### Task description
Pull out every item below and reproduce each line word for word, without changing anything.

"""

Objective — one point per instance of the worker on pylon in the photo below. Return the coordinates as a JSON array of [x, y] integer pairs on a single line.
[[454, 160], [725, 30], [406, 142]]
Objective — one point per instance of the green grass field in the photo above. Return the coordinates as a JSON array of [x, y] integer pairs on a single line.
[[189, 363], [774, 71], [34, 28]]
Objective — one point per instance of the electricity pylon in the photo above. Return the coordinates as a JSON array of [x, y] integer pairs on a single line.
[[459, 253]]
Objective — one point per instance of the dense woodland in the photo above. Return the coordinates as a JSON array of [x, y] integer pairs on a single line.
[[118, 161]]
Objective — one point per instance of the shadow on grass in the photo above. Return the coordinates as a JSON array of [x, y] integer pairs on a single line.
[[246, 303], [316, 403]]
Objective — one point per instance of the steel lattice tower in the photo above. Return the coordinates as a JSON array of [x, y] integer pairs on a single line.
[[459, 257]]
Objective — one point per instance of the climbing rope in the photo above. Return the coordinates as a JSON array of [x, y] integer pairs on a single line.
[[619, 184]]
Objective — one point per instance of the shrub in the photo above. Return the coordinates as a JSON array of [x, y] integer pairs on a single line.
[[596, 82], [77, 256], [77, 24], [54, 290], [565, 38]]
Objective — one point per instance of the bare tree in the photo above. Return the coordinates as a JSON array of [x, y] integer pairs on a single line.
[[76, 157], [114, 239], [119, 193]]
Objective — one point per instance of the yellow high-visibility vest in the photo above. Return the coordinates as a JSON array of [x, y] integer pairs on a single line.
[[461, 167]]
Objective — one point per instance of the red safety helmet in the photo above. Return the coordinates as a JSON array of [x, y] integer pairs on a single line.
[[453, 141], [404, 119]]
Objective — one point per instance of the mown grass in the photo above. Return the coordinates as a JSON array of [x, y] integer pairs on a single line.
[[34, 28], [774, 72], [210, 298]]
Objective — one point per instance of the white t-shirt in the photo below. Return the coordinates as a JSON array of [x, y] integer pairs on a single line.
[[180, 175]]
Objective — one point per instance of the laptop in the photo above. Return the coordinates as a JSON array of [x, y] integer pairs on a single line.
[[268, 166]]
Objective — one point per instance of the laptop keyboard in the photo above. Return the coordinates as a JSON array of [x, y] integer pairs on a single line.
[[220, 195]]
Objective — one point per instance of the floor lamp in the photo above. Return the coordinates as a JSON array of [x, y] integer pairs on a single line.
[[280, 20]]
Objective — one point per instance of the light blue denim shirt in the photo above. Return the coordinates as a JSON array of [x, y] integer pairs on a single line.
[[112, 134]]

"""

### Exercise solution
Objective — one point per instance of the worker on pylon in the photo below. Return the coordinates as a JSON array of [x, y] integer pairs on a single line.
[[454, 160], [725, 30], [406, 142]]
Objective — one point per instance of the green grass field in the photo above. Return the coordinates as a JSON array of [x, y] integer pairs on a single line.
[[189, 363], [774, 71], [34, 28]]
Objective — one point per instance of the electricity pylon in the photo above. Return the coordinates as a JSON array of [x, y] integer pairs on a single line.
[[459, 253]]
Objective — one point per instance of the dense woodland in the photo above. Return the coordinates as a JSON array of [x, y] integer pairs on a single line.
[[118, 161]]
Objective — one point per instance of the shadow on grass in the photo above. Return the coordinates as a JSON array of [x, y] integer pairs on a single line.
[[246, 303], [316, 403]]
Objective — one point per instance of the steel lattice tower in the photo above. Return the coordinates as a JSON array of [x, y] integer pairs on a single line.
[[459, 257]]
Objective — one point per instance of the climbing rope in the photo above. Return the coordinates as a JSON array of [x, y] integer pairs on a single line.
[[619, 184]]
Objective — one point per instance of the shrub in the photo above. Return the coordinates as a JSON array of [x, y] integer pairs on a single line.
[[596, 82], [77, 256], [77, 24], [54, 290], [565, 38]]
Objective — one point per instance of the bare tree in the photo above. Return the coordinates as a JSON array of [x, y] integer pairs on a single line.
[[76, 157], [114, 239], [119, 193]]
Objective — one point per instance of the yellow high-visibility vest in the photo above. Return the coordinates as a JSON array of [x, y] integer pairs on a single line.
[[461, 167]]
Objective — one point per instance of the red safety helmet in the photo above. Return the coordinates as a JSON array of [x, y] integer pairs on a single line.
[[453, 141], [404, 119]]
Objective — one point per instance of the mown grass in the photo above. Return the coordinates as a JSON array of [x, y] integer pairs on a single line.
[[34, 28], [774, 72], [210, 298]]
Objective — one point per instance of the white t-shirt in the photo below. Return the coordinates as a JSON array of [x, y] integer pairs on a single line.
[[180, 175]]
Objective — one point per instance of the laptop in the photo above. Return the coordinates as a JSON array of [x, y] integer pairs on a single line.
[[268, 166]]
Objective — one point per instance of the laptop keyboard in the photo above. Return the coordinates as a JSON array of [x, y] integer pairs on a single line.
[[220, 195]]
Objective — one point per instance of the floor lamp in the photo above. Return the coordinates as a JSON array of [x, y] integer pairs on a single line.
[[280, 20]]
Objective — one point per instance of the light blue denim shirt in the photo above. Return the coordinates as a JSON array of [x, y] integer pairs on a single line.
[[112, 134]]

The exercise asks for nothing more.